→ **Text shown**
------------
According to Accenture we now need to build an #InternetofTrust, because the old one we grew up with is fundamentally broken.

Dude, it's never been unbroken. Let me explain...
The internet is huge, and ever since its creation people have been trying to hack it. It's not very secure, a lot of its infrastructure is old and we're all pretty careless on security: fertile ground for mischief, or worse...
Now the term 'hacker' is from the 1960s and originally meant someone who was very good at FORTRAN: they could literally 'hack' doing all the coding! Nowadays it's applied to anyone who subverts computer security, or wears sunglasses indoors.
In 1967 RAND computer scientist Willis Ware had predicted that information sent via the ARPANET (which the internet grew from) would be vulnerable to compromise. Anyone could potentially steal data on a distributed network, from any connected location...
...and even though Ware wrote a (now declassified) paper on online security the ARPANET development team didn't take heed: it was hard enough to make packet switching work on 1960s technology without overloading it with 'security.'
Although the World Wide web evolved on an unsecure platform it evolved BECAUSE it was an unsecure platform. Anyone (with enough motivation) could hack it, crack it and start to develop it into something rather special: a fun place to go...
We tend to forget that the internet was meant to be fun: you could create things, contact people, show off. And what turbocharged this was a range of simple ways for anyone to get online and create pages and pages of spinning gifs and web rings...
Geocities did more than anything else to growth hack the internet. With no skill, no tech background and no clue as to what you were doing you could create your own web presence for free. The Net was not a read-only experience: you could be part of it.
------------
Records of labeled points
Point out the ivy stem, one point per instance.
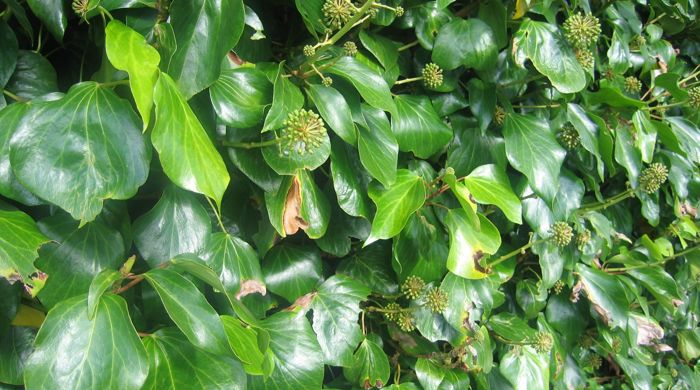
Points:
(507, 256)
(660, 262)
(250, 145)
(607, 203)
(13, 96)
------------
→ **Stated goal**
Rewrite the internet security piece between "According to Accenture" and "mischief, or worse...", inclusive, replacing "infrastructure" with "architecture".

→ **Exercise result**
According to Accenture we now need to build an #InternetofTrust, because the old one we grew up with is fundamentally broken.

Dude, it's never been unbroken. Let me explain...
The internet is huge, and ever since its creation people have been trying to hack it. It's not very secure, a lot of its architecture is old and we're all pretty careless on security: fertile ground for mischief, or worse...